= Quoted passage =
============
Baby feeding bottles sold in India are made of Bisphenol-A or BPA, an endocrine-disrupting chemical, which adversely impacts the mental and physical health.
Research studies conducted and recently published by Toxics Link, a non-government organisation, titled “Bottles Can Be Toxic: An Investigative Study on Bisphenol-A in Baby Feeding Bottles in India” found that 78.5 per cent of the fourteen samples collected had high amount of BPA.
Some of the samples had BPA concentration in the bottles as high as 9.8ppm. About 50 per cent of the samples adhered to the EU’s threshold limit of 0.6ppm.
As part of the study, samples of feeding bottles were randomly collected from three regions of India — Delhi’s National Capital Region, Baripada (Odisha) and Madhya Pradesh and sent for lab testing at Shriram Institute for Industrial Research (SIIR), Delhi.
============
= Work request =
Reproduce part of the baby-bottle BPA passage above verbatim, starting with the words "As part of the" and ending after the words "Research (SIIR), Delhi.".

= Dataset content =
============
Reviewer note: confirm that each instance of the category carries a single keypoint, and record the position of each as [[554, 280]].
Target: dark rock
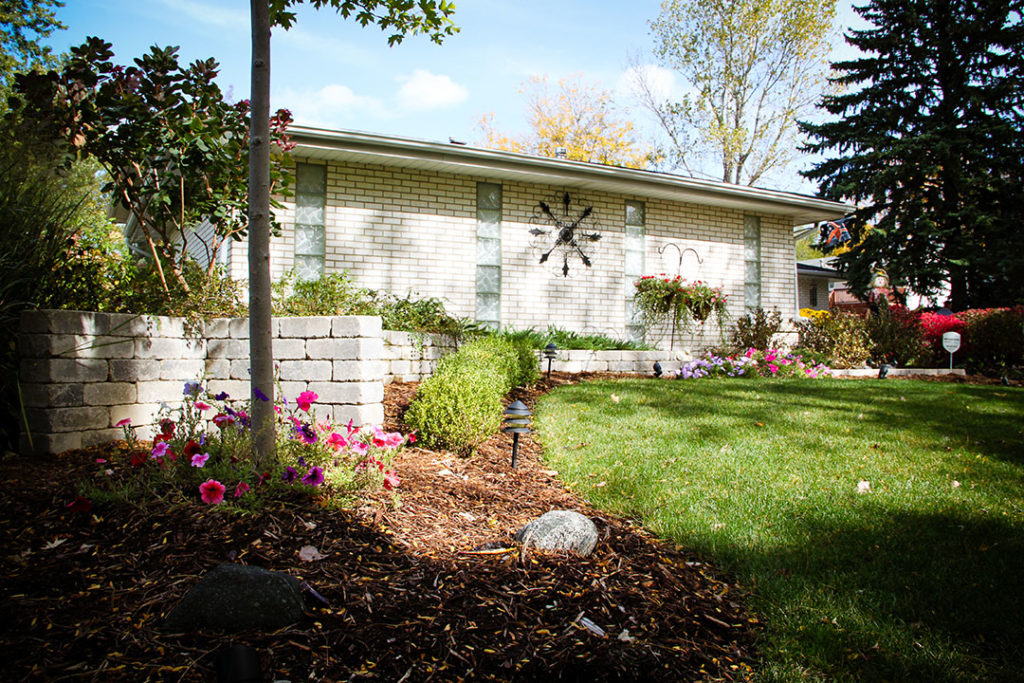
[[235, 597], [560, 529]]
============
= Written solution =
As part of the study, samples of feeding bottles were randomly collected from three regions of India — Delhi’s National Capital Region, Baripada (Odisha) and Madhya Pradesh and sent for lab testing at Shriram Institute for Industrial Research (SIIR), Delhi.